**Texto do exercício**:
Artigo
Um promotor envergonhado
Alexandre Gonçalves Frazão, 3º Promotor de Justiça da comarca de Assu/RN
Hoje (15/07/2010) estou profundamente envergonhado. Costumo assim encerrar minhas quintas-feiras, dia das audiências dos processos da Meta 2 perante a Vara Criminal de Assu/Rn.
A Meta 2, para quem não sabe, foi instituída pelo Conselho Nacional de Justiça – CNJ para que os órgãos jurisdicionais de todo o país julgassem em 2009 todas as ações ajuizadas até 2005 e que aguardavam prestação jurisdicional.
Pois bem. Sou titular da 3ª Promotoria de Justiça de Assu, e, enquanto promotor com atribuições criminais naquela comarca, realizo audiências todas as quintas-feiras com o objetivo de tentar, juntamente com a Juíza daquela comarca, encerrrar os processos criminais ajuizados até 2005.

**Verifique sua compreensão**:
**1)** Copie o trecho do artigo sobre o promotor envergonhado que começa em "A Meta 2, para" e termina após "ajuizados até 2005.", substituindo "comarca" por "jurisdição".
**2)** Liste todos os anos mencionados no artigo sobre o promotor envergonhado.
Os itens não são necessários para resolver as tarefas.

**Itens fornecidos**:
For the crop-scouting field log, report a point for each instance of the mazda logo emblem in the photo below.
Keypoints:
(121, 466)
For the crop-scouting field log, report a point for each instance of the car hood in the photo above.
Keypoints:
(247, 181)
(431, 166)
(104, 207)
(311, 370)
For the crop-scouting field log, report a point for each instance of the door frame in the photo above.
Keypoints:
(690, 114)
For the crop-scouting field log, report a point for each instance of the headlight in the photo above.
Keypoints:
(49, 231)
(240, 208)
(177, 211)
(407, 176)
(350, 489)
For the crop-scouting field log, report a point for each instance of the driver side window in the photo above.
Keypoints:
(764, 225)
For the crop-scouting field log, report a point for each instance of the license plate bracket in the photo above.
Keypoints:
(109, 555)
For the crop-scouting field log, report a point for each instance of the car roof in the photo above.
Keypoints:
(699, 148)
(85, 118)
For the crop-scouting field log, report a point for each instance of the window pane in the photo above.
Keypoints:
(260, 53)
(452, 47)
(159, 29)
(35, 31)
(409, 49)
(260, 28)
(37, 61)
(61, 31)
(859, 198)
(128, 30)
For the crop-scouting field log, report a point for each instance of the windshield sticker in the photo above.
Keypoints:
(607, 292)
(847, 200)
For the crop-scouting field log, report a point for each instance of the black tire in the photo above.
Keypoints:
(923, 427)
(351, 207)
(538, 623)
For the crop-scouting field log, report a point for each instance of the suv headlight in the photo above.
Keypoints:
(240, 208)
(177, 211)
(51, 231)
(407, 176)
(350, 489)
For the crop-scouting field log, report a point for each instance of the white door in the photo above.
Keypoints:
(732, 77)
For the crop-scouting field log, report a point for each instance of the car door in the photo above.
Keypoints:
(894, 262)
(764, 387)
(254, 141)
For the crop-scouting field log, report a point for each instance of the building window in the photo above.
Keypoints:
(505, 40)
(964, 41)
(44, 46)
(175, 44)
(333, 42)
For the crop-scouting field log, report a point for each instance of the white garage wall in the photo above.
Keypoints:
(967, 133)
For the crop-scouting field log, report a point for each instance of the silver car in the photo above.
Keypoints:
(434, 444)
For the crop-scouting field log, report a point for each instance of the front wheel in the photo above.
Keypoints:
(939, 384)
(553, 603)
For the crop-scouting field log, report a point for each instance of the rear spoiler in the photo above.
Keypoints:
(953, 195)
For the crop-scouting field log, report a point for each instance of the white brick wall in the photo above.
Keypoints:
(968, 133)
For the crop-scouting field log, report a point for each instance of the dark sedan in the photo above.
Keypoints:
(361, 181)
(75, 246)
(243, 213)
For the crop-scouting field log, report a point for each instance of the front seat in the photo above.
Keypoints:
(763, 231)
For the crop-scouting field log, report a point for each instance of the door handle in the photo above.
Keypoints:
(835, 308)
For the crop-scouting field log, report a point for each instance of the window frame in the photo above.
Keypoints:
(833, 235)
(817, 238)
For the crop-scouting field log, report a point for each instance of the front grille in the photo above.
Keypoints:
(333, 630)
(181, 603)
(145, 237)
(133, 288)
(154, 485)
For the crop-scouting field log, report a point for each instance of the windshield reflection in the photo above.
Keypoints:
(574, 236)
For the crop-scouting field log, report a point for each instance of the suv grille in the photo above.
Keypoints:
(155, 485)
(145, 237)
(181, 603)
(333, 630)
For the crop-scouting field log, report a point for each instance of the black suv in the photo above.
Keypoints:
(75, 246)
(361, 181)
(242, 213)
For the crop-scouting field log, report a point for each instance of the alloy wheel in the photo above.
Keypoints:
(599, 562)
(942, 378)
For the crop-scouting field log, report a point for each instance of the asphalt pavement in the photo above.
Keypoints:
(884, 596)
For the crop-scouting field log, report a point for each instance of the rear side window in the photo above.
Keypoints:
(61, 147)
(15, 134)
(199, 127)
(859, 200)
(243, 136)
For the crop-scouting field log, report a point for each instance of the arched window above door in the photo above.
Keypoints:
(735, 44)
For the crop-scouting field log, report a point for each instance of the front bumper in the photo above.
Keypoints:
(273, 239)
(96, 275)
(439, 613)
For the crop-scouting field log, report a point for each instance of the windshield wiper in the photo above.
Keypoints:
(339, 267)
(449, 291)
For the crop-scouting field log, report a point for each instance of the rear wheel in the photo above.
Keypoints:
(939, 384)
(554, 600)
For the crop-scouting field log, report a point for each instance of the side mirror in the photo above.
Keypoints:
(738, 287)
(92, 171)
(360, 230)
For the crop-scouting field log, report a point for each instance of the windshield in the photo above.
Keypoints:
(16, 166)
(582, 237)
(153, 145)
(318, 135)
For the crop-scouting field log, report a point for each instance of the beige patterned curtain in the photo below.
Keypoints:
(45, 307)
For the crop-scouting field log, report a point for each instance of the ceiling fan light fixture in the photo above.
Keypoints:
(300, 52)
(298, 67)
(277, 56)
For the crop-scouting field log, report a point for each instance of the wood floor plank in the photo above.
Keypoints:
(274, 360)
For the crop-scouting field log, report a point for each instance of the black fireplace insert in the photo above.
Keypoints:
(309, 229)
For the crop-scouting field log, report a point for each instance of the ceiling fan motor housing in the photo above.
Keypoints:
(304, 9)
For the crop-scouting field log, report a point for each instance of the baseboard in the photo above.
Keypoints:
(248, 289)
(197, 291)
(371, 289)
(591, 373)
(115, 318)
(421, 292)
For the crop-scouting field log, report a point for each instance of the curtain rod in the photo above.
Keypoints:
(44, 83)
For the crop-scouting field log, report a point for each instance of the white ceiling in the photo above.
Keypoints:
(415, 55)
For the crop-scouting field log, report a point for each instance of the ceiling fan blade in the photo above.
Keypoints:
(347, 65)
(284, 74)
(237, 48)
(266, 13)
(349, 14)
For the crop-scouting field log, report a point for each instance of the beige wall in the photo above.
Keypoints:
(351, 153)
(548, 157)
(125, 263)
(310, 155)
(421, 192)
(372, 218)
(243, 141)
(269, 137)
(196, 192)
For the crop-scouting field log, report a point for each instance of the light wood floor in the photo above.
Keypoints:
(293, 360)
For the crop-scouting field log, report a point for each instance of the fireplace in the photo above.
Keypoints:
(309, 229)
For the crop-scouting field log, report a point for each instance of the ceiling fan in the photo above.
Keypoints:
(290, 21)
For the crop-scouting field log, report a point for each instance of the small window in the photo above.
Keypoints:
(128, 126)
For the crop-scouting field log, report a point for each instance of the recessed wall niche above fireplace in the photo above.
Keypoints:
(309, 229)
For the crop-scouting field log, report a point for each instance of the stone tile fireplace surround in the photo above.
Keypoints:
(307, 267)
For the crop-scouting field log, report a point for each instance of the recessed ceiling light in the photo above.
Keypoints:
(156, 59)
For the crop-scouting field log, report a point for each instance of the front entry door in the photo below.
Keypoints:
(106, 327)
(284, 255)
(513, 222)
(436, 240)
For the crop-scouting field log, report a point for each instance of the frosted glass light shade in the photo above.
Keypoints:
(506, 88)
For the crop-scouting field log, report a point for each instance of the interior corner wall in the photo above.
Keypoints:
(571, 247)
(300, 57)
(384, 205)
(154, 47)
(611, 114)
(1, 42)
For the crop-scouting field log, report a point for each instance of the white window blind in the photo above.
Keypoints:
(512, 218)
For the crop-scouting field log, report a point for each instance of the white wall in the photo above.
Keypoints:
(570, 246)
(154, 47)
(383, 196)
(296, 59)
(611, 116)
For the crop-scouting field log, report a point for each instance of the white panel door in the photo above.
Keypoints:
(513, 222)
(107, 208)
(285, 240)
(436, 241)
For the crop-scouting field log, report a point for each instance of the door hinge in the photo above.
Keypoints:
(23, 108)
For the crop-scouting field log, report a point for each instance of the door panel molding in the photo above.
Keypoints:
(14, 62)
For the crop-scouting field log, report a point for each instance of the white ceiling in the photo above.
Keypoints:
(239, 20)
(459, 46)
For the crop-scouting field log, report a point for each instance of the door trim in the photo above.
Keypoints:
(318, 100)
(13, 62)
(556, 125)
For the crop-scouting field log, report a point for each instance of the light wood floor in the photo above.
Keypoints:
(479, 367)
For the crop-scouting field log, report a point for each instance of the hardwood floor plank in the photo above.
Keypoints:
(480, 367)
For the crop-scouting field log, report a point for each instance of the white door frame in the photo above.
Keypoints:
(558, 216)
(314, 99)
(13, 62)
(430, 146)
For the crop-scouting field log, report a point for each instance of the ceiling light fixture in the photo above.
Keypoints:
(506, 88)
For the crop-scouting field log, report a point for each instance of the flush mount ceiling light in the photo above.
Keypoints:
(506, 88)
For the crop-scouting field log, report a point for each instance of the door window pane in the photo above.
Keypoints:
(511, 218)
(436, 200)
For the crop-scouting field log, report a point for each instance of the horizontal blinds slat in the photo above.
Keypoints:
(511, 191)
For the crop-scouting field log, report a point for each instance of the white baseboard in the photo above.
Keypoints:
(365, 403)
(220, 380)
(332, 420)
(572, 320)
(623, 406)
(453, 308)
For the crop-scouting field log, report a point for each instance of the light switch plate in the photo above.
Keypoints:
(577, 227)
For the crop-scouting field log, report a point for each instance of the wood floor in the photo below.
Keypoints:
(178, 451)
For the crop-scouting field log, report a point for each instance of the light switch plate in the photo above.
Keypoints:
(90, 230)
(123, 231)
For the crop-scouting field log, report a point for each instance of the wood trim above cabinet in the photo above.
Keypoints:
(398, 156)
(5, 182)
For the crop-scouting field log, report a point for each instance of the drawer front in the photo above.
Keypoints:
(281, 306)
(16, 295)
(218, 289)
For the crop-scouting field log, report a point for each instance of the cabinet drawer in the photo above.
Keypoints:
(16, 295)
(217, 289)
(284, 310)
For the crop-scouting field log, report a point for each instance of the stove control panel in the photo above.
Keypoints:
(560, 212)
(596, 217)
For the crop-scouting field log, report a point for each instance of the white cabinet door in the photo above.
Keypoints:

**Respostas do exercício**:
**1)**
A Meta 2, para quem não sabe, foi instituída pelo Conselho Nacional de Justiça – CNJ para que os órgãos jurisdicionais de todo o país julgassem em 2009 todas as ações ajuizadas até 2005 e que aguardavam prestação jurisdicional.
Pois bem. Sou titular da 3ª Promotoria de Justiça de Assu, e, enquanto promotor com atribuições criminais naquela jurisdição, realizo audiências todas as quintas-feiras com o objetivo de tentar, juntamente com a Juíza daquela jurisdição, encerrrar os processos criminais ajuizados até 2005.

**2)** 2010, 2009 e 2005.